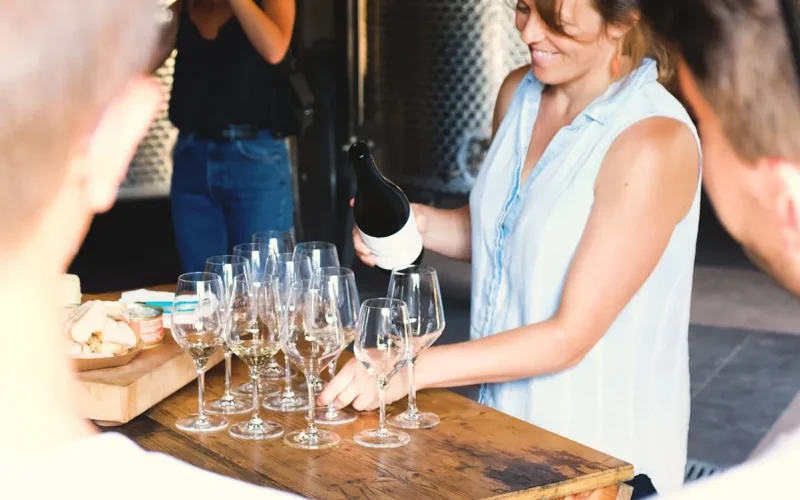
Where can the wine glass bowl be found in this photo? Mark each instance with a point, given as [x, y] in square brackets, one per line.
[228, 267]
[197, 327]
[418, 287]
[312, 338]
[382, 345]
[254, 336]
[321, 253]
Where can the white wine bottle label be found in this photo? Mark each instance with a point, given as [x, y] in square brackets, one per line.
[400, 249]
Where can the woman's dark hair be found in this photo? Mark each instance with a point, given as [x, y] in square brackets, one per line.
[640, 42]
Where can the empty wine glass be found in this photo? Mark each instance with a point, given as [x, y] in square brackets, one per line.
[288, 268]
[312, 337]
[382, 347]
[418, 287]
[321, 253]
[228, 267]
[343, 282]
[197, 326]
[257, 254]
[278, 241]
[254, 336]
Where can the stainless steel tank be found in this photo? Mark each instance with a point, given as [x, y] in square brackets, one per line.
[427, 77]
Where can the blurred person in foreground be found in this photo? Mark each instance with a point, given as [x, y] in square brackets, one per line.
[739, 77]
[75, 103]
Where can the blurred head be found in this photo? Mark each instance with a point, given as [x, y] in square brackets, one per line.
[569, 39]
[738, 76]
[74, 105]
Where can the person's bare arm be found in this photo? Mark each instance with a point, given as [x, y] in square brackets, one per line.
[167, 38]
[269, 30]
[645, 187]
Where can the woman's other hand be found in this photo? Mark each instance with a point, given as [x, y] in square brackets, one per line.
[355, 385]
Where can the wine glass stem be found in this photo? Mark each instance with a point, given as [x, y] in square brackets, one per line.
[332, 372]
[412, 391]
[287, 373]
[228, 355]
[254, 375]
[382, 399]
[312, 428]
[201, 382]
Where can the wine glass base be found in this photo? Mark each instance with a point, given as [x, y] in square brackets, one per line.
[235, 406]
[286, 405]
[321, 440]
[336, 417]
[253, 431]
[264, 389]
[375, 438]
[407, 420]
[193, 423]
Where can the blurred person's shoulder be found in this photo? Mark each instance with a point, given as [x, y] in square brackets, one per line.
[110, 465]
[772, 472]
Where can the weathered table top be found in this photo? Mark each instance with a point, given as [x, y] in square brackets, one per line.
[474, 453]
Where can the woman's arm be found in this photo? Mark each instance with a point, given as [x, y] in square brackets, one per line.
[167, 37]
[645, 187]
[269, 30]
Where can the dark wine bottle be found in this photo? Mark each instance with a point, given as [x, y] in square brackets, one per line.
[383, 215]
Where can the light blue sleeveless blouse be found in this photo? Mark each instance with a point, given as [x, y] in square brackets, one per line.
[629, 397]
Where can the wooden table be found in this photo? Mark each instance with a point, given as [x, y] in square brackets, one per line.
[474, 453]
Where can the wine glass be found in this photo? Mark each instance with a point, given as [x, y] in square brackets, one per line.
[344, 283]
[382, 347]
[278, 241]
[288, 268]
[197, 327]
[312, 337]
[418, 287]
[257, 254]
[254, 336]
[321, 253]
[228, 267]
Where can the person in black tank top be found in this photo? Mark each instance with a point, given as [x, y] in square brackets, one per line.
[231, 177]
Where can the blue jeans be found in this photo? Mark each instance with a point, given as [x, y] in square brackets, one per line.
[223, 192]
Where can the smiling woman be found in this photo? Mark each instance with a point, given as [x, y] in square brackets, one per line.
[581, 229]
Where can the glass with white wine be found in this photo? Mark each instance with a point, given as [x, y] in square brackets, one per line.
[254, 336]
[197, 326]
[344, 283]
[312, 337]
[382, 347]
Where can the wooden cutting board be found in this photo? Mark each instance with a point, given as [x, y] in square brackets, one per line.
[115, 396]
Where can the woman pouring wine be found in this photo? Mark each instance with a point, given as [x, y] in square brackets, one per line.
[581, 231]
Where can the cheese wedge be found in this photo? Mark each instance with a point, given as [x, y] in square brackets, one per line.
[117, 332]
[86, 320]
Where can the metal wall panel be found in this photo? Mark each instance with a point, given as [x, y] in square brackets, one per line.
[432, 72]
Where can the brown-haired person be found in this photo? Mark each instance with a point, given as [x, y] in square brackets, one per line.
[738, 75]
[581, 230]
[75, 103]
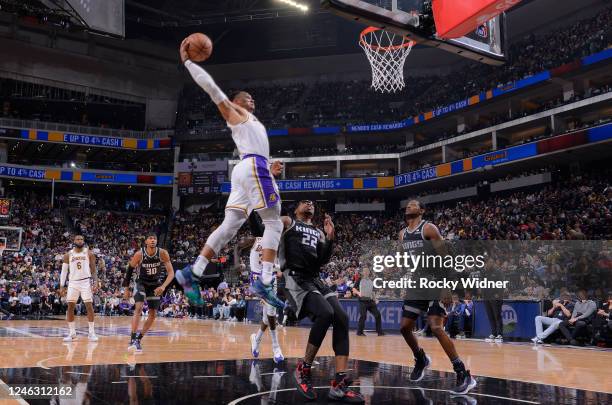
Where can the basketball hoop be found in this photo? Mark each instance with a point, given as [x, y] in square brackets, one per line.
[2, 245]
[387, 53]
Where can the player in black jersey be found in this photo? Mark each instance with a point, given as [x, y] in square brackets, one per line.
[149, 260]
[415, 237]
[303, 250]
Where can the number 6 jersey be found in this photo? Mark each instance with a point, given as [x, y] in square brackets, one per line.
[79, 264]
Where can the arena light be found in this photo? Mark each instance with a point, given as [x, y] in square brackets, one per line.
[301, 6]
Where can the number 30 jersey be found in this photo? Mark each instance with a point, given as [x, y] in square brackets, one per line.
[299, 250]
[150, 268]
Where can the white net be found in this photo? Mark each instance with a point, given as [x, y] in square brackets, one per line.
[387, 54]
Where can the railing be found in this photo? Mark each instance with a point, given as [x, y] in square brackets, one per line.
[80, 129]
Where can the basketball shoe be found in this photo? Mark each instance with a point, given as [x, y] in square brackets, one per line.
[422, 362]
[465, 381]
[340, 391]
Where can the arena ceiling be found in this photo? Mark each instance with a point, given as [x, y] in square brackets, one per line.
[251, 30]
[247, 30]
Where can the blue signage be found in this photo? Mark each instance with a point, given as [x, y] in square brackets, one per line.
[415, 177]
[93, 140]
[505, 155]
[518, 318]
[10, 171]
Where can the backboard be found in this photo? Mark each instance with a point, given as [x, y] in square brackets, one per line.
[414, 19]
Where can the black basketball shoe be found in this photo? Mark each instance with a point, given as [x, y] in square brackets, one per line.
[303, 382]
[465, 382]
[340, 391]
[422, 362]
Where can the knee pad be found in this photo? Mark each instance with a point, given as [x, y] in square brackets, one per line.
[270, 310]
[341, 320]
[227, 230]
[273, 227]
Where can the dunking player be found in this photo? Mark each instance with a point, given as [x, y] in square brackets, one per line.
[415, 237]
[79, 265]
[304, 249]
[268, 318]
[253, 187]
[150, 259]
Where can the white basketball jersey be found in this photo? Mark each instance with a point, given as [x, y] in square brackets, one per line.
[79, 264]
[255, 258]
[251, 137]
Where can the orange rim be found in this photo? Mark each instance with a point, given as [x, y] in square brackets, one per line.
[369, 30]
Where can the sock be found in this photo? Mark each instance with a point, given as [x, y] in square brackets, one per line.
[259, 336]
[274, 338]
[267, 273]
[199, 266]
[458, 364]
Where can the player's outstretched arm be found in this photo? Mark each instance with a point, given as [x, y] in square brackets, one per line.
[232, 113]
[165, 258]
[64, 273]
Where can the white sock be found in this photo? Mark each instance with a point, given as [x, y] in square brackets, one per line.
[267, 273]
[274, 338]
[259, 336]
[200, 266]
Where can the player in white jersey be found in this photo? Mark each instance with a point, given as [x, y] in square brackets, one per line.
[253, 187]
[268, 318]
[79, 265]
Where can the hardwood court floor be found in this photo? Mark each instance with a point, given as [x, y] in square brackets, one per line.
[38, 345]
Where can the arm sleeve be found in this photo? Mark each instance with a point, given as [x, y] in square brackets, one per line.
[63, 274]
[128, 276]
[206, 82]
[324, 251]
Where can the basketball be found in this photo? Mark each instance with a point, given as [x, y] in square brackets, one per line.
[200, 47]
[432, 177]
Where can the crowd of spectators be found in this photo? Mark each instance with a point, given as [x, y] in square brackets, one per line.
[575, 207]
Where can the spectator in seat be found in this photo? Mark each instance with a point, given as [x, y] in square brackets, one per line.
[582, 314]
[602, 323]
[560, 312]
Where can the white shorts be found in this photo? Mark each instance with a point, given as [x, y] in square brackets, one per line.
[253, 186]
[80, 288]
────────────────────
Repeat everything in the records precisely. Images are excluded from the copy.

> Exercise answer:
Where can the wine glass bowl be found in this photo? Mark each instance with a point, given as [x, y] in square brackets, one per line.
[228, 267]
[197, 327]
[418, 287]
[312, 338]
[382, 345]
[254, 336]
[321, 253]
Where can the white wine bottle label be found in this photo? Mark each instance with a point, given as [x, y] in square brackets, one per line.
[400, 249]
Where can the woman's dark hair be found in this photo? Mark each instance with a point, given as [x, y] in square brackets, one per line.
[640, 42]
Where can the empty wine glass be found in this photo? Mark each instance with a point, given as [x, y] in square brackets, one per line.
[288, 268]
[312, 337]
[382, 347]
[418, 287]
[321, 253]
[228, 267]
[343, 282]
[197, 326]
[257, 254]
[278, 241]
[254, 336]
Where can the stainless steel tank be found in this photo? Mark each instance with a point, given as [x, y] in square brackets, one per line.
[427, 77]
Where can the blurred person in foreground be found in this photo? Mark each instance with a point, given as [x, y] in square brackets, one per line.
[739, 77]
[75, 103]
Where can the blurred head be found in this photo? Mark each instance with a point, given as [x, y] in square brackets, one per line.
[569, 39]
[738, 76]
[74, 105]
Where can the person's bare arm be found in this photo? Mark each instance with a point, given as [x, y] in square brackets, one per line.
[167, 38]
[269, 30]
[645, 187]
Where can the woman's other hand be found in this photo? Mark each instance with a point, given as [x, y] in square brackets, one per line.
[355, 385]
Where can the wine glass stem be found in this photo? Mark each instance with a point, given as [x, y] in square brackets, one per line.
[332, 372]
[412, 391]
[287, 373]
[228, 355]
[254, 375]
[382, 399]
[312, 428]
[201, 382]
Where can the wine glass base be found in this photo? Mark each instance with a point, given as [x, y] in square brackets, one per line.
[235, 406]
[286, 405]
[321, 440]
[336, 417]
[253, 431]
[264, 389]
[375, 438]
[407, 420]
[193, 423]
Where can the blurred person's shoulder be found in this photo? Mark each instance with a point, given as [x, y] in square brackets, one per line.
[110, 465]
[772, 472]
Where can the weathered table top be found in this photo? Mark each instance with a point, given as [x, y] in square brackets, one per line.
[474, 453]
Where can the woman's arm be found in this photo? Mark each instance with a point, given as [x, y] in square brackets, one per line.
[167, 37]
[645, 187]
[269, 30]
Where can the dark wine bottle be found in this photo? Mark each instance with a point, given as [x, y] in square brackets, one per line.
[383, 215]
Where can the light blue sleeveless blouse be found in this photo? Mark each instance with a point, given as [x, y] in square brackets, one per line.
[629, 397]
Where can the wooden table be found in this photo? Mark each instance with a point, given as [x, y] in square brackets, one per line.
[474, 453]
Where can the wine glass be found in this photo? Mark each instance with a point, given as [x, y] in square brackets, one per line.
[344, 283]
[382, 347]
[278, 241]
[288, 268]
[197, 327]
[312, 337]
[418, 287]
[257, 254]
[254, 336]
[321, 253]
[228, 267]
Where can the person in black tank top be found in this photo? Mark each instance with a point, given as [x, y] in square brackets, one per line.
[231, 177]
Where can the blue jeans be found in this photo? Mark each instance with a point, given as [x, y] in square brackets, one per line.
[223, 192]
Where can the smiling woman be found in this photo? Mark each instance with a point, given as [x, y] in square brackets, one per line.
[581, 229]
Where can the glass with white wine be found in this photo? Mark each instance with a point, given as [x, y] in square brackets, one per line.
[254, 336]
[197, 326]
[344, 283]
[312, 337]
[382, 347]
Where can the wooden cutting board be found in this photo? Mark each instance with a point, given as [x, y] in square brackets, one per line.
[115, 396]
Where can the woman pouring wine be found in this photo? Mark each instance with a point, given as [x, y] in square brackets, one per line.
[581, 231]
Where can the cheese wedge be found in this photo? Mark each instance with a point, given as [x, y] in square brackets, one per line.
[117, 332]
[86, 320]
Where can the metal wall panel be found in this photo? Mark each instance with a point, given as [x, y] in square brackets, one per line.
[432, 72]
Where can the brown-haired person be found in this photo? Mark each instance with a point, given as [x, y] in square brackets, one per line.
[738, 75]
[581, 230]
[75, 103]
Where can the basketball hoop be found in this photo? Mark each instance with a point, given as [x, y] in square brackets, one per line.
[2, 245]
[387, 53]
Where can the player in black jersey be found in this photo? Mark each instance with a point, given as [x, y] in square brackets, one per line.
[149, 260]
[415, 237]
[303, 250]
Where can the number 6 jersey be found in this photo? Mark each instance with a point, given as [x, y] in square brackets, one per line.
[79, 264]
Where can the arena light be found in this photo? Mark each instance with a point, given as [x, y] in square brackets, one per line.
[301, 6]
Where can the number 30 jersey be found in this photo? Mark each instance with a point, given as [x, y] in square brackets, one per line.
[299, 250]
[150, 268]
Where can the white net be found in this photo? Mark each instance with a point, given as [x, y] in square brackets, one per line.
[387, 54]
Where can the railing be found in this photo? Mark each instance with a point, given as [x, y] in square brackets, one per line.
[80, 129]
Where can the basketball shoe be found in this photo? Mark each instance with a point, given as [x, y] in square brackets, one per line.
[422, 362]
[465, 381]
[340, 391]
Where can the arena ceiling be found in this photo? Mark each instance with a point, given as [x, y] in square brackets, one per line.
[251, 30]
[247, 30]
Where can the blue signage be found in this photo? Mark each instance with a point, given as [x, y] in square brackets, one per line.
[415, 177]
[93, 140]
[505, 155]
[518, 318]
[10, 171]
Where can the backboard be found in this photo? Mark each instance with a point, given as [x, y] in square brackets, one per line.
[414, 19]
Where can the black basketball shoe be found in this photo? Mark each instance with a point, given as [x, y] in square brackets, one per line.
[303, 382]
[465, 382]
[340, 391]
[422, 362]
Where can the knee pad be found in this photo? Mark each instance with a point, given as [x, y] in square brackets, one per line.
[270, 310]
[341, 320]
[227, 230]
[273, 227]
Where can the dunking player be found in this photo? Mark each instance with a point, given as [x, y] in square brackets, one per line.
[415, 237]
[79, 265]
[304, 249]
[268, 318]
[253, 187]
[150, 259]
Where can the white basketball jersey be found in this photo? Mark each instance with a point, given as [x, y] in square brackets, one per line.
[79, 264]
[255, 258]
[251, 137]
Where can the orange rim be found in this photo? Mark each instance with a point, given as [x, y] in square brackets, one per line.
[369, 30]
Where can the sock be found in this photo? Mark each instance with a point, given as [x, y] in square brackets, one per line.
[259, 336]
[274, 338]
[267, 273]
[199, 266]
[458, 364]
Where can the player's outstretched arm be found in this photo? Mark each instance with a point, given as [x, y] in square brackets, one per line.
[232, 113]
[165, 258]
[64, 273]
Where can the white sock be found in this photo? Mark each instance with a point, given as [x, y] in square brackets, one per line.
[267, 273]
[274, 338]
[259, 336]
[200, 266]
Where can the player in white jersey be found in this photo? Mark each instance with a point, given as [x, y] in square brackets, one per line.
[253, 187]
[268, 318]
[79, 265]
Where can the hardwood court floor be found in this photo? Mark each instance with a point, given as [x, y] in square brackets, one per line.
[38, 345]
Where can the arm sleeve be found in this photo? Mark each instance with a point, given as [x, y] in square brackets, one per line.
[63, 274]
[128, 276]
[206, 82]
[324, 251]
Where can the basketball be found in this photo? Mark each instance with a point, given as [x, y] in square brackets, one per line.
[200, 47]
[432, 177]
Where can the crowd of spectators be found in this photo? Mark each instance with a point, given as [x, y] in square brackets, one per line.
[575, 207]
Where can the spectator in seat be found in this photo? Mark each instance with a point, given as [x, y] in square brackets, one per line.
[582, 314]
[602, 323]
[560, 312]
Where can the white shorts be found in this photo? Mark each instance with a point, given as [x, y] in square brackets, one per line.
[253, 186]
[80, 288]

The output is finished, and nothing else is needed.